** STATED TASK A **
Answer these questions about the problem set page below, one answer per line, marked (i), (ii), (iii):
(i) What dataset does the problem set use?
(ii) Through which month and year does that data run?
(iii) On what date was the page published?

[START OF QUOTED PASSAGE]

Problem Set 1: Degree Centrality and Degree Distribution

Week 2 - Network Analytics

Published

December 10, 2025

Overview

In this problem set, you will work with real-world network data from Wikipedia to compute degree centrality measures and analyze degree distributions. This exercise will help you understand:

  • How to load and process directed network data
  • The difference between in-degree and out-degree centrality
  • How to compute and visualize degree distributions
  • What degree distributions reveal about network structure

Dataset: Wikipedia Vote Network

Description: This network represents voting relationships among Wikipedia users during administrator elections from the site’s inception through January 2008.

[END OF QUOTED PASSAGE]
[START OF DATA ENTRIES]

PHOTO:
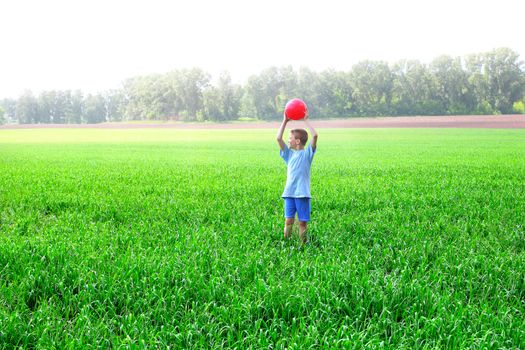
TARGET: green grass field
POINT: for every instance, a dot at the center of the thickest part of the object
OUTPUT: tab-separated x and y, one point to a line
164	237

[END OF DATA ENTRIES]

** STATED TASK B **
Resize the records above. Write out every line of them again, requests included, with each point coordinate in the answers multiplied by 2 and rounded to a whole number, halves rounded up. Leave out the pictures.

** COMPLETE OUTPUT A **
(i) The Wikipedia Vote Network.
(ii) January 2008.
(iii) December 10, 2025.

** COMPLETE OUTPUT B **
PHOTO:
TARGET: green grass field
POINT: for every instance, a dot at the center of the thickest part of the object
OUTPUT: tab-separated x and y, one point to a line
328	474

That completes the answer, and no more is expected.